◆ Objective ◆
Swap "outline" for "contour" throughout the records below, and give them back with nothing else altered.

◆ Exercise input ◆
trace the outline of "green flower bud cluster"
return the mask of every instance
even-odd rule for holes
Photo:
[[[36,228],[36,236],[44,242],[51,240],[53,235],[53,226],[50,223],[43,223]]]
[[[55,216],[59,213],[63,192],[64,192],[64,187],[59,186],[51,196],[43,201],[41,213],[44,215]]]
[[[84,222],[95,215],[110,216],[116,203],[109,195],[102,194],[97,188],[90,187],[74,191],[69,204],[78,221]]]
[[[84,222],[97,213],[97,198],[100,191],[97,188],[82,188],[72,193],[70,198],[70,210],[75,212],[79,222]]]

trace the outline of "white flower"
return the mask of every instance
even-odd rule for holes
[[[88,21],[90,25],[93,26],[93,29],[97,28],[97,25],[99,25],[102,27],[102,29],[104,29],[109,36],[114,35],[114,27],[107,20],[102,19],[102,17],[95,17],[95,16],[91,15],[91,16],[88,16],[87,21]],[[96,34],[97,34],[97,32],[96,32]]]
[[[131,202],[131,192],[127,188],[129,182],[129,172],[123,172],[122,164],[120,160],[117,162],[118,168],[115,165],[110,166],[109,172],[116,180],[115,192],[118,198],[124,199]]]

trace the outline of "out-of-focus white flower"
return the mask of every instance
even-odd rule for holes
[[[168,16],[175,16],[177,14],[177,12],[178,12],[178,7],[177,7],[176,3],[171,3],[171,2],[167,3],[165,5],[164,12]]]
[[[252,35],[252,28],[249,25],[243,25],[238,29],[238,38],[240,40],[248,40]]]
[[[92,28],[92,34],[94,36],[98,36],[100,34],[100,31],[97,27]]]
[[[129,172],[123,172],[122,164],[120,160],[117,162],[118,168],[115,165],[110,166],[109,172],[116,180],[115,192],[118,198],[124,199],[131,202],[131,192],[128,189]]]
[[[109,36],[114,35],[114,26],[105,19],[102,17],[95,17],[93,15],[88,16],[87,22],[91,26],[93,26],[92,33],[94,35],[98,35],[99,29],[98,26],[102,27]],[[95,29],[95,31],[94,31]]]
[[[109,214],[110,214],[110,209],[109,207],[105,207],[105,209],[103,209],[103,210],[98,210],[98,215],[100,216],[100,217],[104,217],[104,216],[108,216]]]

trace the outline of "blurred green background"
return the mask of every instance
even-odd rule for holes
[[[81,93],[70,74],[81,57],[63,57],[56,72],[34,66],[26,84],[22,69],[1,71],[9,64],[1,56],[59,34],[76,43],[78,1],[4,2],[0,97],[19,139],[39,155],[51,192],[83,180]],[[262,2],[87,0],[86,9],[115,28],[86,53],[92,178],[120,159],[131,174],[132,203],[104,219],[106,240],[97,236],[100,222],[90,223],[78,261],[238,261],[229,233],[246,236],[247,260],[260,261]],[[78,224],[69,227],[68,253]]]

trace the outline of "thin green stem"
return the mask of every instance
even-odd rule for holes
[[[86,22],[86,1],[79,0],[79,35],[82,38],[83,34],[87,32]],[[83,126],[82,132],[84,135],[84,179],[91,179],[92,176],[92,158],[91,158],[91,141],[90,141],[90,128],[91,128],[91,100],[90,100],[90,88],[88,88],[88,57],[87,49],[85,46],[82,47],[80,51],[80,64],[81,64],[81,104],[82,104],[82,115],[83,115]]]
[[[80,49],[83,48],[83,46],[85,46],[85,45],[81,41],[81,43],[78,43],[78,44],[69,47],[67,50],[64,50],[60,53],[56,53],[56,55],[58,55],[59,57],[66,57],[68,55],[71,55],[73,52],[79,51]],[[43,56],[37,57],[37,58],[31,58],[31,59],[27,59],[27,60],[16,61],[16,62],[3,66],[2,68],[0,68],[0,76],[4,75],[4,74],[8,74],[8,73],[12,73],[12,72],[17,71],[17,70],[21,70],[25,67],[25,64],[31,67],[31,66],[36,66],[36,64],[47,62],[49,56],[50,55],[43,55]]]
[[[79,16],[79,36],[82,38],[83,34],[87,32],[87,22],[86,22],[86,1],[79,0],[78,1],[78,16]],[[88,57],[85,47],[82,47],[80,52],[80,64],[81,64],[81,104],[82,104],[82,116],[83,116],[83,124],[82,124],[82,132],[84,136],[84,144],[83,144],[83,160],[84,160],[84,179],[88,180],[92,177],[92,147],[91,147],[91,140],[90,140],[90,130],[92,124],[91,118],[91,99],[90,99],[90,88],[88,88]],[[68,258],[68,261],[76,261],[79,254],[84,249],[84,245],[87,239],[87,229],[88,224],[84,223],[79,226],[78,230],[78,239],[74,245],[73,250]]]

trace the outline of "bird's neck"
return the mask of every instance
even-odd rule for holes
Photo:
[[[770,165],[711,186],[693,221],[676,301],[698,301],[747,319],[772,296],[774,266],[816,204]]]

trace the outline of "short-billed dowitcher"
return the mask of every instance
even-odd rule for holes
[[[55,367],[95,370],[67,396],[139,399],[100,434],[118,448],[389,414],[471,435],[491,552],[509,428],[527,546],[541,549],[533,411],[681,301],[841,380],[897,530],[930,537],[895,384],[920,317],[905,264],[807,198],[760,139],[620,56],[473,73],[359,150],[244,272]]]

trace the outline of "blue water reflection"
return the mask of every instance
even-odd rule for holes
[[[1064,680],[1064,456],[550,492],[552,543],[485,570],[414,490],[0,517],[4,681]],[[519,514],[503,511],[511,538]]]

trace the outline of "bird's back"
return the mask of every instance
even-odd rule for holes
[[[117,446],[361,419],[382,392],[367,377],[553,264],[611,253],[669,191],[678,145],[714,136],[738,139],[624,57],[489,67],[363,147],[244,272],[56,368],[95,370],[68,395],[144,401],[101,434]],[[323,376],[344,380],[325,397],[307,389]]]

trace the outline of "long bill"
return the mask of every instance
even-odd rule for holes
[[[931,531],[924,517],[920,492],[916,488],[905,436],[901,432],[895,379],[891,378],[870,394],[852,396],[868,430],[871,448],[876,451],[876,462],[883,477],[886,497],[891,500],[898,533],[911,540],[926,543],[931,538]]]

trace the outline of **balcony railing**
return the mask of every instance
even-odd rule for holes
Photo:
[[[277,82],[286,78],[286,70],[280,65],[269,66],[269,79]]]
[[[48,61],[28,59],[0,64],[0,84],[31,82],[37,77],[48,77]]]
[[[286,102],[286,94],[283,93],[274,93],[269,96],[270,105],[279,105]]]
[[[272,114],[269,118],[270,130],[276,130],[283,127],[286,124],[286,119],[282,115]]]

◆ The response ◆
trace the contour of "green flower bud cluster"
return the mask of every instance
even-odd rule for holes
Photo:
[[[36,228],[36,236],[44,242],[51,240],[53,235],[53,226],[50,223],[43,223]]]
[[[55,216],[59,213],[63,192],[64,192],[64,187],[59,186],[51,196],[43,201],[41,213],[44,215]]]
[[[84,222],[95,215],[110,216],[116,203],[109,195],[102,194],[97,188],[90,187],[74,191],[69,204],[78,221]]]
[[[84,222],[97,213],[97,198],[100,191],[97,188],[82,188],[72,193],[70,198],[70,210],[75,212],[79,222]]]

trace the contour of "white flower"
return the mask of every instance
even-odd rule for holes
[[[88,21],[90,25],[93,26],[93,29],[97,28],[97,25],[99,25],[102,27],[102,29],[104,29],[109,36],[114,35],[114,27],[107,20],[102,19],[102,17],[95,17],[95,16],[91,15],[91,16],[88,16],[87,21]],[[96,34],[97,34],[97,32],[96,32]]]
[[[131,202],[131,192],[127,188],[129,182],[129,172],[123,172],[122,164],[120,160],[117,162],[118,168],[115,165],[110,166],[109,172],[116,180],[115,192],[118,198],[124,199]]]

trace the contour of "out-of-focus white flower"
return the mask of every instance
even-odd rule for holes
[[[168,16],[175,16],[177,14],[177,12],[178,12],[178,7],[177,7],[176,3],[171,3],[171,2],[167,3],[165,5],[164,12]]]
[[[252,35],[252,28],[249,25],[243,25],[238,29],[238,38],[240,40],[248,40]]]
[[[92,28],[92,34],[94,36],[98,36],[100,34],[100,31],[97,27]]]
[[[129,172],[123,172],[122,164],[120,160],[117,162],[118,168],[115,165],[110,166],[109,172],[116,180],[115,192],[118,198],[124,199],[131,202],[131,192],[128,189]]]
[[[109,36],[114,35],[114,26],[105,19],[102,17],[95,17],[93,15],[88,16],[87,22],[91,26],[93,26],[92,33],[94,35],[98,35],[99,29],[98,26],[102,27]],[[95,29],[95,31],[94,31]]]
[[[109,214],[110,214],[110,209],[109,207],[105,207],[105,209],[103,209],[103,210],[98,210],[98,215],[100,216],[100,217],[104,217],[104,216],[108,216]]]

trace the contour of "blurred green background"
return the mask of every instance
even-odd rule for holes
[[[81,93],[70,74],[81,57],[63,57],[56,72],[34,66],[26,84],[22,69],[1,71],[9,64],[1,56],[59,34],[76,43],[78,1],[4,2],[0,97],[19,139],[39,155],[51,192],[83,180]],[[262,2],[87,0],[86,9],[115,28],[86,53],[92,178],[120,159],[131,174],[132,203],[104,219],[106,240],[97,236],[100,222],[90,223],[78,261],[238,261],[229,233],[246,236],[247,260],[260,261]],[[78,224],[69,227],[68,253]]]

trace the contour of "thin green stem"
return the mask of every instance
even-odd rule for holes
[[[86,22],[86,1],[79,0],[79,35],[82,38],[83,34],[87,32]],[[83,126],[82,132],[84,135],[84,179],[91,179],[92,176],[92,158],[91,158],[91,141],[90,141],[90,128],[91,128],[91,100],[90,100],[90,88],[88,88],[88,57],[87,49],[85,46],[82,47],[80,51],[80,64],[81,64],[81,104],[82,104],[82,115],[83,115]]]
[[[80,49],[83,48],[83,46],[85,46],[85,45],[81,41],[81,43],[78,43],[78,44],[69,47],[67,50],[64,50],[60,53],[56,53],[56,55],[58,55],[59,57],[66,57],[68,55],[71,55],[73,52],[79,51]],[[43,56],[37,57],[37,58],[31,58],[31,59],[27,59],[27,60],[16,61],[16,62],[3,66],[2,68],[0,68],[0,76],[4,75],[4,74],[8,74],[8,73],[12,73],[12,72],[17,71],[17,70],[21,70],[25,67],[25,64],[31,67],[31,66],[36,66],[36,64],[47,62],[49,56],[50,55],[43,55]]]
[[[79,16],[79,36],[82,38],[83,34],[87,32],[87,22],[86,22],[86,1],[79,0],[78,1],[78,16]],[[88,57],[85,47],[82,47],[80,52],[80,64],[81,64],[81,104],[82,104],[82,116],[83,116],[83,124],[82,124],[82,132],[84,136],[84,144],[83,144],[83,160],[84,160],[84,179],[88,180],[92,177],[92,147],[91,147],[91,140],[90,140],[90,130],[92,124],[91,118],[91,99],[90,99],[90,88],[88,88]],[[68,258],[68,261],[76,261],[79,254],[84,249],[84,245],[87,239],[87,229],[88,224],[84,223],[79,226],[78,230],[78,239],[74,245],[73,250]]]

trace the contour of "bird's neck"
return the mask of every instance
even-odd rule for holes
Photo:
[[[770,165],[711,186],[693,221],[676,301],[698,301],[747,319],[772,296],[774,266],[816,204]]]

trace the contour of "short-billed dowitcher"
return the mask of every instance
even-odd rule for holes
[[[55,367],[95,370],[67,396],[139,399],[100,434],[118,448],[389,414],[471,435],[491,552],[509,428],[527,546],[541,549],[533,411],[681,301],[841,380],[897,530],[930,537],[895,384],[920,317],[905,264],[807,198],[760,139],[620,56],[473,73],[359,150],[244,272]]]

trace the contour of "blue water reflection"
return the mask of every instance
even-odd rule for holes
[[[1064,680],[1064,456],[550,492],[552,543],[485,570],[414,490],[0,517],[4,681]],[[519,514],[503,511],[511,538]]]

trace the contour of "bird's back"
return the mask of every instance
even-odd rule for holes
[[[117,446],[361,419],[382,392],[367,377],[553,264],[611,253],[669,191],[678,145],[714,136],[738,139],[624,57],[489,67],[363,147],[244,272],[56,368],[95,370],[68,395],[144,401],[101,434]],[[323,376],[344,380],[325,397],[307,389]]]

trace the contour of "long bill"
return the mask of every instance
even-odd rule for holes
[[[931,531],[924,517],[920,492],[916,488],[905,436],[901,432],[895,379],[891,378],[870,394],[852,396],[868,430],[871,448],[876,451],[876,462],[883,477],[886,497],[891,500],[898,533],[911,540],[926,543],[931,538]]]

trace the contour of **balcony railing**
return the mask of every instance
even-odd rule for holes
Photo:
[[[277,82],[286,78],[286,70],[280,65],[269,66],[269,79]]]
[[[48,61],[28,59],[0,64],[0,84],[31,82],[37,77],[48,77]]]
[[[286,102],[286,94],[283,93],[274,93],[269,96],[270,105],[279,105]]]
[[[272,114],[269,118],[270,130],[276,130],[283,127],[286,124],[286,119],[282,115]]]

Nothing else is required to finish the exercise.